Passage provided ▸
☆ ☆ ☆ ☆ ☆
Okay, today I am looking for help in understanding how there is a market for vending machines selling gold in malls in an economy in which nobody has any money, nobody is making any money and nobody is spending any money.

I am sure somebody out there can help — preferably not someone from Lehman Brothers.

Peculiar circumstances, too involved to explain here, once put me in the position of having to testify in court that just because I didn't know something, that didn't mean that it was unknowable.

I had no trouble saying that what I didn't know could fill volumes. That seemed to satisfy the lawyers, and I am completely comfortable and at home with a realistic assessment of my own ignorance. Heck, it worked for Socrates.

And I'll admit in a heartbeat that one of the things I don't know much about is economics. If I did, I would have known exactly what the product was that Enron was buying and selling. Today I would understand the widget business better.

By widgets, I don't mean the cute little things that show up on the touch screen of your smart phone, sometimes because Google is just sure you'll want to know about whatever mysteries they unveil. I'm talking about the original widgets, which were fictional thingamabobs in the 1924 George Kaufman play Beggar on Horseback. They were used to represent nonspecific manufacturables for decades until the techies stole the term from us, just as they stole "file" and "tools" and "buttons."

In today's economy, we are told that nobody is making widgets because nobody is buying them because the people who used to make widgets are out of work and not buying things the widget-buyers sell to get enough money to buy widgets.
☆ ☆ ☆ ☆ ☆
Region segmentation data:
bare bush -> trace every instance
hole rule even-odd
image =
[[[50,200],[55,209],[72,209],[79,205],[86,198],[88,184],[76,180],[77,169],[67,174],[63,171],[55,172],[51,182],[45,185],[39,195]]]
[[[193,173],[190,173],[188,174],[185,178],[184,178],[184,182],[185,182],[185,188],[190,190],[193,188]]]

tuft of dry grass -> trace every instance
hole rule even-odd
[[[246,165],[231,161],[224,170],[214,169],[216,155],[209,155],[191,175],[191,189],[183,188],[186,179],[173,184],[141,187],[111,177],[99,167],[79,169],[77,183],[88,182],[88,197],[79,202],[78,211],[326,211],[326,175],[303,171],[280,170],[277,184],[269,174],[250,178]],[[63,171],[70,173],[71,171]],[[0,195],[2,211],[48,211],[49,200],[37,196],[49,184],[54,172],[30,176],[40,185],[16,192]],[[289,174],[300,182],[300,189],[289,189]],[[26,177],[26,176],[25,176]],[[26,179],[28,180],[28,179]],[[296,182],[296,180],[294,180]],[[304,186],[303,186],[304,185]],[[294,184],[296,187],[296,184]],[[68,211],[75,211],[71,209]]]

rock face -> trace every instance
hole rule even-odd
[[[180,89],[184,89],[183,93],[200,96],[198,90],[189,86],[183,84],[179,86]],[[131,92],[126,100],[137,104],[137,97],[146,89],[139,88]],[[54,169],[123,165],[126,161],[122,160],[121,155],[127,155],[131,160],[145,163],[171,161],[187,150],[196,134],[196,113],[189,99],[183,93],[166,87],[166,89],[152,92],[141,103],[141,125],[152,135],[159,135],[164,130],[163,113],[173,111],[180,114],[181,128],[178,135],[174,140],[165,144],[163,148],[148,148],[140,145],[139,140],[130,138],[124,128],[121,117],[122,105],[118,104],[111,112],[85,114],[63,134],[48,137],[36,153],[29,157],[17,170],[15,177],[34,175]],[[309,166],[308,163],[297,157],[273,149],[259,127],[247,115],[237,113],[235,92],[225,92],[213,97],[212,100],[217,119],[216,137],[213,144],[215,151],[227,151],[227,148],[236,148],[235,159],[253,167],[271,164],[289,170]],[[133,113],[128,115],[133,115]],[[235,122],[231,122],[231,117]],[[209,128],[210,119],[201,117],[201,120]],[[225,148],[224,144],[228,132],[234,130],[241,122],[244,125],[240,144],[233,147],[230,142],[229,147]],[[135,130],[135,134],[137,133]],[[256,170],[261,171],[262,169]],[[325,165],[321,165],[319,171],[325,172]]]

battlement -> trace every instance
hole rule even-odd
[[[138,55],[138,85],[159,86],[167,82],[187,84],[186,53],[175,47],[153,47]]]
☆ ☆ ☆ ☆ ☆
Tasks to carry out ▸
• a. Return everything in the passage from "And I'll admit" down to "widget business better.".
• b. Summarize the passage in two sentences.
• c. List every term that the passage says the techies stole.
The records are independent of the passage and should be treated as separate material.

Task results ▸
• a.
And I'll admit in a heartbeat that one of the things I don't know much about is economics. If I did, I would have known exactly what the product was that Enron was buying and selling. Today I would understand the widget business better.

• b. The writer asks how there can be a market for gold-selling vending machines in malls when nobody has, makes or spends any money, and admits to knowing little about economics. The writer explains that widgets were originally fictional thingamabobs in the 1924 George Kaufman play Beggar on Horseback and notes that, we are told, nobody is making widgets today because nobody is buying them.

• c. widgets, "file," "tools," "buttons"